[Collection entries]
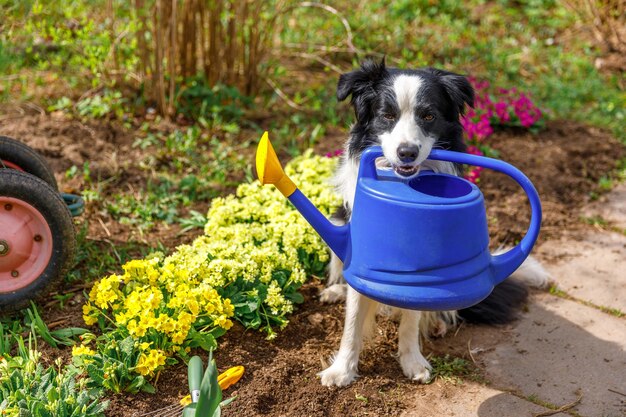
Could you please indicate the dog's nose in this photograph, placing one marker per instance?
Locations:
(408, 153)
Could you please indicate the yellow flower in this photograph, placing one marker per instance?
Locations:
(82, 350)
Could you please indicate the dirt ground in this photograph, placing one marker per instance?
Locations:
(564, 161)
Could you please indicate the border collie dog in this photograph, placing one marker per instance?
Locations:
(408, 113)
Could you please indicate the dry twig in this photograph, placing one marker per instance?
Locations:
(560, 409)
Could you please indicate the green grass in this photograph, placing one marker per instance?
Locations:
(453, 369)
(616, 312)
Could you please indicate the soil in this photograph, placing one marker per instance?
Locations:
(564, 161)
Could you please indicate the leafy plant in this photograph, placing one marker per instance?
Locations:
(197, 100)
(509, 107)
(254, 257)
(117, 364)
(27, 388)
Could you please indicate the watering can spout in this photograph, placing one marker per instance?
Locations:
(270, 171)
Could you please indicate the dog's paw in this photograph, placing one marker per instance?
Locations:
(337, 376)
(334, 294)
(416, 368)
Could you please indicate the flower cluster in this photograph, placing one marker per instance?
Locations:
(508, 108)
(255, 254)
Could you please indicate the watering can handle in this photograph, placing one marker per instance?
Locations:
(505, 264)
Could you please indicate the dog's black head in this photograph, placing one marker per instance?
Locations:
(407, 112)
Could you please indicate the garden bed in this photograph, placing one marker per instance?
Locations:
(566, 161)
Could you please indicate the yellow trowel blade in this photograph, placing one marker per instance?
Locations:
(269, 170)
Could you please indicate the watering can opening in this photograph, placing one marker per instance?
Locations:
(441, 185)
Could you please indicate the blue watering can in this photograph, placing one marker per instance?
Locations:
(420, 244)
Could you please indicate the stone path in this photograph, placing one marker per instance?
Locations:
(570, 347)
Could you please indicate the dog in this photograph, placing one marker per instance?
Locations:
(408, 113)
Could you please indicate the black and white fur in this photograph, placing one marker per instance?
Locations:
(408, 113)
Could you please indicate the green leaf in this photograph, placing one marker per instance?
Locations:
(210, 392)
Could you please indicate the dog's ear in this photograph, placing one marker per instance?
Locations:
(458, 88)
(360, 84)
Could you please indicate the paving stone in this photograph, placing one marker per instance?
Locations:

▶ [Problem statement]:
Output the line containing "Could you please indicate the yellow trowel" and all lines after it to the end of the records, exactly as given.

▶ [Task solution]:
Could you please indicate the yellow trowel blade in this photograph, placing one marker per instance?
Locations:
(269, 170)
Could you please indicate the watering can opening in this photograph, placing one marker per instance?
Locations:
(441, 185)
Could you please indicate the blue watering can in this photograph, placing one marker per instance?
Locations:
(420, 244)
Could you please indicate the stone path in this photograph, placing one marker per instance?
Locations:
(570, 347)
Could you please indicate the dog in this photograph, placing one marker per instance?
Locations:
(408, 113)
Could you please indicate the black and white fur in this photograph, placing one marker per instance?
Locations:
(408, 113)
Could you please indicate the green leaf in this photograph, placing one marker per instance?
Locations:
(210, 392)
Could you please indicate the dog's ear in this photograph, placing one marker per instance?
Locations:
(458, 88)
(360, 84)
Could you please indicate the paving stone in this photograph, placing one marker per instance?
Locations:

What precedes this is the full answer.